**Kutipan:**
........
PENDEKATAN MODIGLIANI DAN MILLER
Menurut Modigliani & Miller ( MM ), bahwa apa yang dikatakan dalam pendekatan
tradisional adalah tidak benar. MM dalam hal ini menunjukkan kemungkinan munculnya
“arbitrage process“ yang akan membuat harga saham (atau nilai perusahaan / value of the
firm) yang tidak menggunakan hutang (debt) maupun yang menggunakan hutang, akhirnya
sama.
Arbitrage process ini muncul karena investor akan lebih menyukai investasi yang
memerlukan dana yang lebih sedikit tetapi memberikan penghasilan bersih yang sama dengan
resiko yang sama pula. Dalam contoh diatas, pemodal bisa memperoleh keuntungan yang
sama tetapi dengan investasi yang lebih kecil, apabila memiliki saham PT XYZ yang tidak
memiliki hutang.
........
**Data:**
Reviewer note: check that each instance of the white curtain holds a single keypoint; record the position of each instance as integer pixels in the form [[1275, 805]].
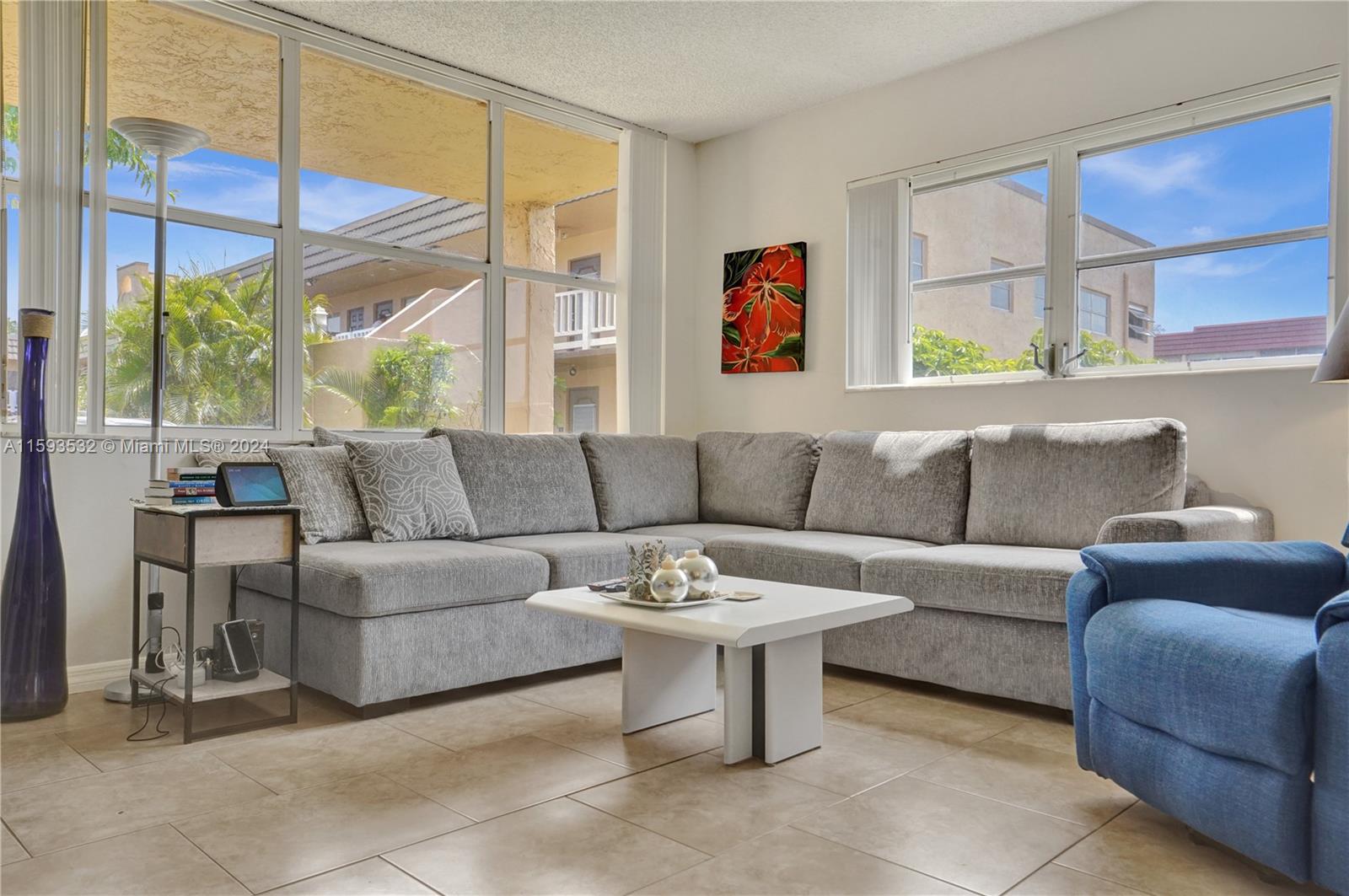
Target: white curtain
[[51, 181], [641, 276], [877, 260]]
........
**Perintah Tugas:** Lanjutkan kutipan tentang pendekatan Modigliani dan Miller, mulai setelah kalimat terakhirnya. Data di atas tidak diperlukan untuk mengerjakan latihan ini.

**Jawaban Latihan:**
Misalkan apabila kita memiliki 20% saham PT XYZ yang menggunakan hutang
(Debt), maka nilai kekayaan yang kita miliki adalah sebesar (0,20 x Rp. 27.272.700,- ) = Rp
5.450.000,-.
Langkah dalam arbitrage process :
1. Jual saham PT. XYZ, dan kita akan memperoleh dana sebesar Rp. 5.450.000,-
2. Pinjam dana sebesar Rp. 5.000.000,-. Nilai pinjaman ini adalah sebesar 20% dari nilai
hutang PT. XYZ.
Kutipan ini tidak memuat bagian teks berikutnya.